(Excerpts from a detection dataset)

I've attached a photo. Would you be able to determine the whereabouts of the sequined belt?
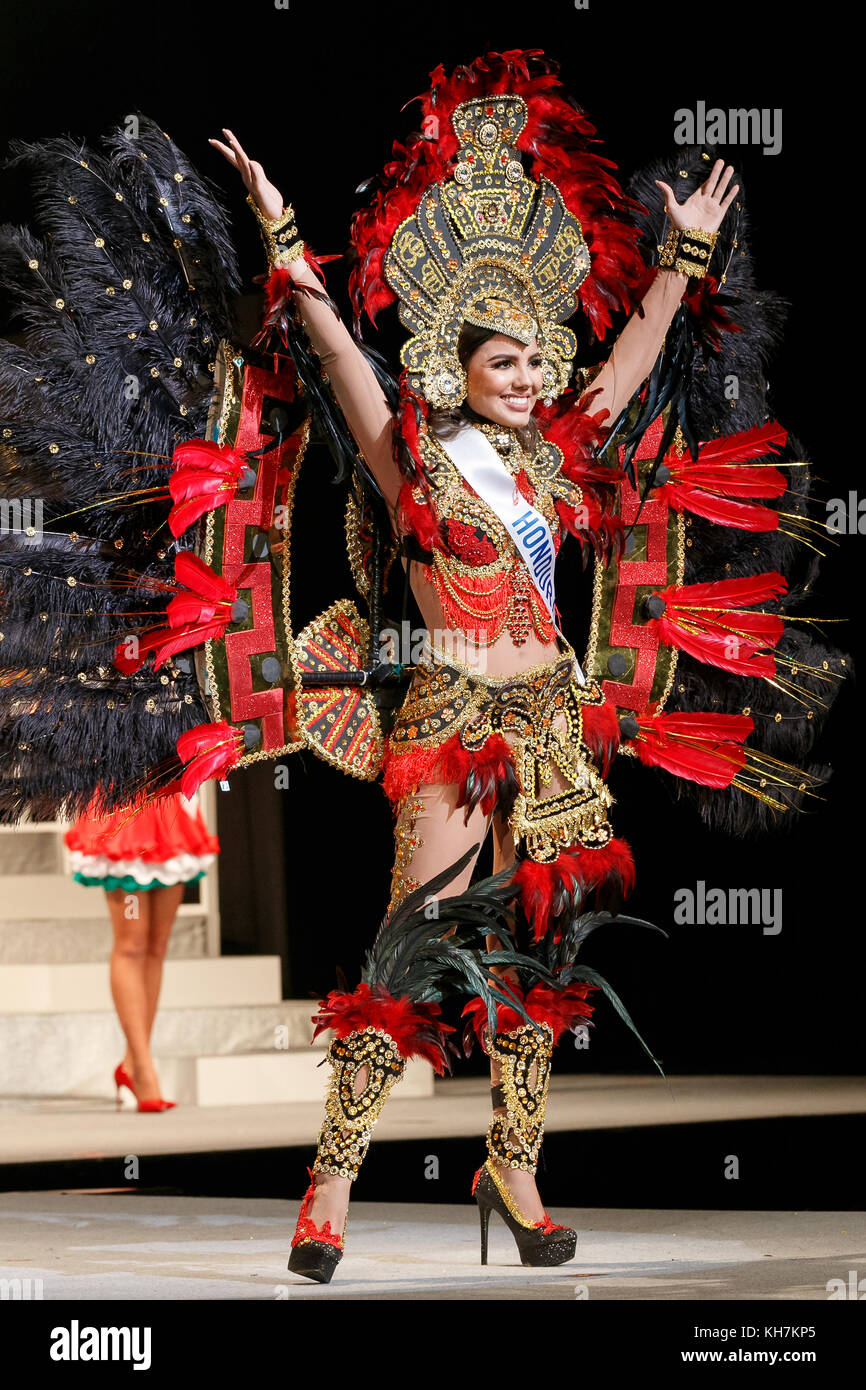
[389,652,613,863]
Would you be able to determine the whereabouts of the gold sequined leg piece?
[487,1023,553,1173]
[388,795,424,916]
[313,1027,406,1182]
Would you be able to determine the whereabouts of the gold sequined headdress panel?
[385,95,589,407]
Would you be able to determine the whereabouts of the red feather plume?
[313,983,455,1076]
[349,49,646,338]
[461,981,598,1047]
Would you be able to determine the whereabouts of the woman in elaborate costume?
[64,792,220,1113]
[211,70,738,1273]
[0,51,845,1282]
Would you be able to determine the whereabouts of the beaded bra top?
[416,425,581,646]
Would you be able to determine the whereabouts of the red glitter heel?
[289,1168,348,1284]
[473,1158,577,1265]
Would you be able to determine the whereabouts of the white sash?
[436,425,585,684]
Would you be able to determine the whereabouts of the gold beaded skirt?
[385,649,613,863]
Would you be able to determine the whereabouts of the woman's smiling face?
[466,334,542,430]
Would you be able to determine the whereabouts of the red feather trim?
[168,439,246,538]
[177,720,243,798]
[582,701,620,777]
[313,984,455,1076]
[646,570,788,677]
[634,713,755,788]
[350,49,646,336]
[398,480,442,550]
[683,275,742,352]
[114,550,238,676]
[461,980,598,1048]
[382,748,439,806]
[657,420,788,531]
[382,734,517,820]
[514,840,634,941]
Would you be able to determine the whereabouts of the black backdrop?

> DIRECTIONS FOR THIS TASK
Reproduce every one of the records above word for word, leaving out the pictures.

> RESPONSE TO THE TASK
I've attached a photo. Would you be able to determine the whereabouts of the sequined belt?
[389,652,613,863]
Would you be able to determine the whereabouts of the gold sequined leg piece?
[487,1023,553,1173]
[388,795,424,916]
[313,1027,406,1182]
Would you be able to determine the whereabouts of the gold sequined headdress panel?
[385,95,589,407]
Would you be able to determine the whereabouts of the red feather plume?
[313,983,455,1076]
[349,49,646,338]
[461,981,598,1047]
Would you be able to determine the whereabouts of the woman in elaborate costume?
[64,792,220,1113]
[211,70,738,1273]
[0,51,845,1282]
Would you be able to determine the whereabouts of the beaded bra top?
[416,425,581,646]
Would you be able to determine the whereabouts of the red glitter heel?
[289,1168,348,1284]
[473,1158,577,1265]
Would you be able to determine the whereabouts of the white sash?
[436,425,585,684]
Would you be able to determine the whereabouts of the gold beaded skirt?
[385,649,613,863]
Would you be able to determine the whereabouts of the woman's smiling face?
[466,334,542,430]
Would you be able to determine the whereabouts of the red feather trim?
[168,439,246,538]
[177,720,243,798]
[582,701,620,777]
[313,984,455,1076]
[646,570,788,677]
[634,713,755,788]
[350,49,646,336]
[398,480,442,550]
[683,275,742,352]
[114,550,238,676]
[461,980,598,1048]
[382,748,439,806]
[657,420,788,531]
[382,734,517,820]
[514,840,634,941]
Would you be able to determine the whereabouts of the black backdrop?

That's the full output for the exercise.